**** 原始文档
K Subsequence
Time Limit: 2000/2000 MS (Java/Others) Memory Limit: 65536/65536 K (Java/Others)
Total Submission(s): 2103 Accepted Submission(s): 491
Problem Description
Master QWsin is dating with Sindar. And now they are in a restaurant, the restaurant has n dishes in order. For each dish, it has a delicious value ai. However, they can only order k times. QWsin and Sindar have a special ordering method, because they believe that by this way they can get maximum happiness value.
Specifically, for each order, they will choose a subsequence of dishes and in this subsequence, when i<j, the subsequence must satisfies ai≤aj. After a round, they will get the sum of the subsequence and they can't choose these dishes again.
Now, master QWsin wants to know the maximum happiness value they can get but he thinks it's too easy, so he gives the problem to you. Can you answer his question?
Input
There are multiple test cases. The first line of the input contains an integer T, indicating the number of test cases. For each test case:
First line contains two positive integers n and k which are separated by spaces.
Second line contains n positive integer a1,a2,a3...an represent the delicious value of each dish.
1≤T≤5
1≤n≤2000
1≤k≤10
1≤ai≤1e5
Output
Only an integer represent the maximum happiness value they can get.
Sample Input
1 9 2 5 3 2 1 4 2 1 4 6
Sample Output
22
题意:有一个序列,现在有 k 次操作,每一次可以选取一个不递减的序列,并将这个序列的和加到答案上,一个数只能选一次。问最后答案最大是多少。
思路:n^2 建图 (a[i] <= a[j] 就建费用为0,容量为1的边),然后把一个数a[i],拆成左右两个点(i 和 n + i),费用是 -a[i],容量是1,然后汇点到超级汇点容量是 k (这样就能保证取 k 次),跑一遍最小费用最大流,取费用的相反数即是答案。。。!!这个题卡spfa版费用流,用dij版直接过。
Code:
#include<bits/stdc++.h>
#define debug(x) cout << "[" << #x <<": " << (x) <<"]"<< endl
#define pii pair<int,int>
#define clr(a,b) memset((a),b,sizeof(a))
#define rep(i,a,b) for(int i = a;i < b;i ++)
#define pb push_back
#define MP make_pair
#define LL long long
#define ull unsigned LL
#define ls i << 1
#define rs (i << 1) + 1
#define fir first
#define sec second
#define CLR(a) while(!(a).empty()) a.pop()
********
问题:
根据上面“K Subsequence”题目页面回答:
(a) k 的取值范围是多少?
(b) 样例输出是多少?
(c) 文中说这道题会卡哪种版本的费用流?改用哪种版本可以直接通过?
**** 给定数据
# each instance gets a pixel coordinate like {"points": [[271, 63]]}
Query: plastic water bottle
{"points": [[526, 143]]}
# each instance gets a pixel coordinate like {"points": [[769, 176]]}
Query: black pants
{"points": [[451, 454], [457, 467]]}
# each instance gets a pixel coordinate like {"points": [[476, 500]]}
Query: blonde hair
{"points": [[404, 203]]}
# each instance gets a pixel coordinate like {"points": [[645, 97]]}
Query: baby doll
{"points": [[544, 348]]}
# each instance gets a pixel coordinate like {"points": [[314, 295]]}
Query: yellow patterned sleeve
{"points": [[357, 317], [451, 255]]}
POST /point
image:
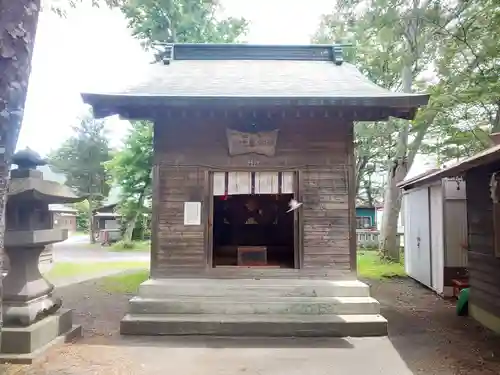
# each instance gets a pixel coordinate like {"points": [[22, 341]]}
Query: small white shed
{"points": [[435, 231]]}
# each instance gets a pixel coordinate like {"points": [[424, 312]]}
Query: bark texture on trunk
{"points": [[129, 231], [91, 223], [18, 22]]}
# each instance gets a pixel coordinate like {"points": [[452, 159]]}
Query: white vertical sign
{"points": [[219, 183], [192, 213], [239, 183], [266, 183], [287, 183]]}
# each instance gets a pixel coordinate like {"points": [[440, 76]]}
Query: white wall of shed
{"points": [[417, 235], [436, 197]]}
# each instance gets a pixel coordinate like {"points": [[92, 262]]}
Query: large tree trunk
{"points": [[397, 171], [18, 21], [92, 228]]}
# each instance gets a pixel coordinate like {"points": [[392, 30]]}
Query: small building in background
{"points": [[366, 217], [63, 217], [435, 231], [481, 174]]}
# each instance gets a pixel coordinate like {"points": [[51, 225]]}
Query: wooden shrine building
{"points": [[240, 131]]}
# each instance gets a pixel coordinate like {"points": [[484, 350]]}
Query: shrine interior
{"points": [[253, 230]]}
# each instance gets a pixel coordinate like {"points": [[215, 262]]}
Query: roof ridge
{"points": [[168, 52]]}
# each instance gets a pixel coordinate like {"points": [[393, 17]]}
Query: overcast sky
{"points": [[92, 49]]}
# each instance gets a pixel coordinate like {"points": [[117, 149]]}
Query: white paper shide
{"points": [[192, 213]]}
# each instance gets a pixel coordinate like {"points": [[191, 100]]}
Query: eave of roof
{"points": [[487, 156], [248, 75]]}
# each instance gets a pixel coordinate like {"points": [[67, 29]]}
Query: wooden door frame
{"points": [[298, 216]]}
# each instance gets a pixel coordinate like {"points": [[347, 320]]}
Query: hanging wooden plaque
{"points": [[266, 183], [263, 143]]}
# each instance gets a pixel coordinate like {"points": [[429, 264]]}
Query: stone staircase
{"points": [[248, 307]]}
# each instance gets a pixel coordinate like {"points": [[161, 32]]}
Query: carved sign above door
{"points": [[263, 143]]}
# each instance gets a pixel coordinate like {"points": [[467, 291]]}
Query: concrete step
{"points": [[243, 305], [255, 325], [157, 288]]}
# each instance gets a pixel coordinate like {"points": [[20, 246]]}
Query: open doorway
{"points": [[253, 230]]}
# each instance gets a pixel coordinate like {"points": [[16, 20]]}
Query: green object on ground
{"points": [[64, 270], [463, 302], [124, 283], [371, 266]]}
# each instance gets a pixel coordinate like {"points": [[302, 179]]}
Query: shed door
{"points": [[417, 236]]}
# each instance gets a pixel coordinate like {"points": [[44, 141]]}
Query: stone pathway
{"points": [[59, 283], [426, 337]]}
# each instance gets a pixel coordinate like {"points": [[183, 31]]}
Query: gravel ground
{"points": [[425, 335]]}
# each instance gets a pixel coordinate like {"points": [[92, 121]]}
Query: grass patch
{"points": [[66, 270], [132, 246], [124, 283], [370, 266]]}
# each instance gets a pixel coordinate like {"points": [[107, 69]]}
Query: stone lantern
{"points": [[32, 316]]}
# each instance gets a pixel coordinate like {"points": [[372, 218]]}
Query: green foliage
{"points": [[192, 21], [451, 50], [132, 246], [81, 159], [131, 169]]}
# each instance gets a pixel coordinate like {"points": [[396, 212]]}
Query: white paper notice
{"points": [[239, 183], [192, 213], [287, 183]]}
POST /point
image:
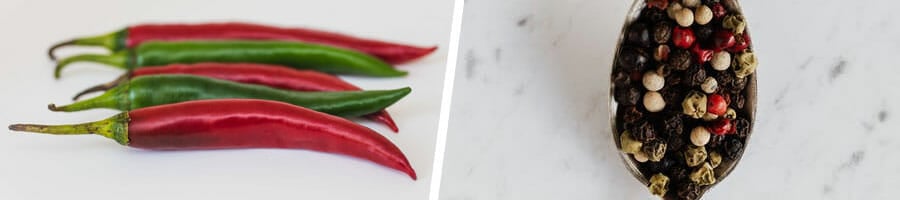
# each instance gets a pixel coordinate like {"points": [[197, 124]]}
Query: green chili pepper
{"points": [[146, 91], [293, 54]]}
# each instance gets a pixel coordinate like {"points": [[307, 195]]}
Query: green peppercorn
{"points": [[704, 175], [694, 104], [715, 159], [745, 64], [736, 23], [655, 150], [629, 145], [695, 155]]}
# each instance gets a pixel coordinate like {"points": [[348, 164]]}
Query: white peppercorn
{"points": [[721, 60], [703, 15], [699, 136], [673, 8], [691, 3], [654, 102], [659, 184], [684, 17], [710, 85], [708, 117], [730, 114], [653, 81], [694, 104]]}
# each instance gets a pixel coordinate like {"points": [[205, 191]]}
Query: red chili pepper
{"points": [[132, 36], [260, 74], [238, 123]]}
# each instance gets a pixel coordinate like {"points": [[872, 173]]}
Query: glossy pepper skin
{"points": [[238, 123], [291, 54], [251, 73], [135, 35], [157, 90]]}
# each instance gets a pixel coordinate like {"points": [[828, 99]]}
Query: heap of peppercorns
{"points": [[679, 81]]}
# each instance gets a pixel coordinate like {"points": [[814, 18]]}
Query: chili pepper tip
{"points": [[57, 46], [53, 107]]}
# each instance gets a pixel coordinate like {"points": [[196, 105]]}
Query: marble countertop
{"points": [[529, 118]]}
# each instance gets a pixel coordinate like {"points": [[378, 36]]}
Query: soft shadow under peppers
********
最终结果:
(a) 1≤k≤10。
(b) 22。
(c) 会卡 spfa 版费用流,改用 dij 版可以直接通过。